> Given problem 1
Can you reproduce part of the Pearl Harbor book review word for word, starting at "Pearl Harbor: A" and ending after "World War II."?
> Given problem 2
Does each statement below agree with the Pearl Harbor book review? Answer yes or no for each, and quote the words of the review that decide it. (a) Admiral Husband E. Kimmel graduated from the United States Naval Academy in 1904. (b) Lieutenant General Walter C. Short was commissioned into the United States Army in 1910. (c) The chapter "Opposing Commanders" gives mini-biographies of five American and six Japanese leaders.

> Document extract
## Begin
Reviewed by Charles C. Kolb, National Endowment for the Humanities .
Published by H-US-Japan (September, 2000)

Pearl Harbor: A Concise Assessment of the Day of Infamy/Operation Z

Hundreds of books and thousands of journal articles have been written about the Japanese attack on Pearl Harbor -- what the Imperial Japanese Navy called Operation Hawaii (also called Operation Z) and what President Franklin Delano Roosevelt termed "the date which will live in infamy." By this meticulously planned and conducted attack by Japanese air and naval forces, the Japanese Empire destroyed or decimated a major portion of the United States Pacific Fleet while sustaining minor losses. What is it that makes this new entrant into the literature so engaging and compelling? Certainly it is a new and up-to-date telling of the story of that fateful day which brought America legally and forcefully into World War II.

Carl Smith, a writer for popular military magazines who has a life-long fascination with the events of 7 December 1941, begins with a two-page introduction providing essential background, geophysical locations, and an evaluation of the political situation. In the succeeding chapter entitled "Opposing Commanders," mini-biographies of six American and five Japanese leaders are presented. Admiral Husband E. Kimmel (1882-1968), a 1904 graduate of the United States Naval Academy was CINCPAC (Commander in Chief, Pacific Fleet) at the time of the attack. His counterpart, Lieutenant General Walter C. Short (1880-1949) a University of Illinois graduate commissioned into the United States Army in 1901, was the Commander of the Hawaiian Department at the time of the attack. Both the Army and Army Air Force were under his direct command.

Smith does not tell the reader, but Kimmel had succeeded Admiral Joseph Richardson as CINCPAC on 1 February 1941, in the main, because Richardson had questioned the wisdom of the decision to move the Pacific Fleet more or less permanently from San Diego to Pearl Harbor. Since this was a presidential decision backed by the Chief of Naval Operations as a move to deter Japanese activities in the South Pacific, Richardson was replaced. However, Smith does note that Kimmel objected to the transfer of three battleships (Idaho, Mississippi, and New Mexico), the aircraft carrier Yorktown, 4 cruisers, 17 destroyers, and 16 support ships (especially 3 oilers [tankers]), to the Atlantic Fleet to assist our allies-to-be. The British were already benefiting from the Lend Lease Agreement of 3 September 1940 (50 loaned American destroyers for leases of British naval bases) and the thinking in Washington was that Hitler's Nazi Germany would be the impending enemy.
## End
> Data listing
## Begin
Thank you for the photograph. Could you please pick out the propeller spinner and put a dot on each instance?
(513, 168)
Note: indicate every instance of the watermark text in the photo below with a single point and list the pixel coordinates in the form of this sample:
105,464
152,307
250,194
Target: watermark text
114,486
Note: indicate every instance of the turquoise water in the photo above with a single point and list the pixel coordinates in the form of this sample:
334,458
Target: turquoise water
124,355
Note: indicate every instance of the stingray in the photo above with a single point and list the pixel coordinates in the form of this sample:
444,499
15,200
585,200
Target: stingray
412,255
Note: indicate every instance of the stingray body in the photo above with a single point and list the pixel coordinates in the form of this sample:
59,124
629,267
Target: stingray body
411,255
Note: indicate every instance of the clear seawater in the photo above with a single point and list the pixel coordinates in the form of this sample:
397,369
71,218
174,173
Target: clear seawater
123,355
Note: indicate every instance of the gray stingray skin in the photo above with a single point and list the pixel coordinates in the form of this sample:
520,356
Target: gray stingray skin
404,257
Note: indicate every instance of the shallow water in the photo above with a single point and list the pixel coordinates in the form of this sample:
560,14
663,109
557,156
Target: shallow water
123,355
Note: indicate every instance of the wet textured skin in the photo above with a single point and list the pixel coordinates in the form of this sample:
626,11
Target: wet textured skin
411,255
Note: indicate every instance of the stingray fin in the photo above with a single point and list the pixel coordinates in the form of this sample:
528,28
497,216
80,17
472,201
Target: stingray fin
## End
> Right answer 1
Pearl Harbor: A Concise Assessment of the Day of Infamy/Operation Z

Hundreds of books and thousands of journal articles have been written about the Japanese attack on Pearl Harbor -- what the Imperial Japanese Navy called Operation Hawaii (also called Operation Z) and what President Franklin Delano Roosevelt termed "the date which will live in infamy." By this meticulously planned and conducted attack by Japanese air and naval forces, the Japanese Empire destroyed or decimated a major portion of the United States Pacific Fleet while sustaining minor losses. What is it that makes this new entrant into the literature so engaging and compelling? Certainly it is a new and up-to-date telling of the story of that fateful day which brought America legally and forcefully into World War II.

> Right answer 2
(a) Yes: "a 1904 graduate of the United States Naval Academy"
(b) No: "commissioned into the United States Army in 1901"
(c) No: "mini-biographies of six American and five Japanese leaders are presented"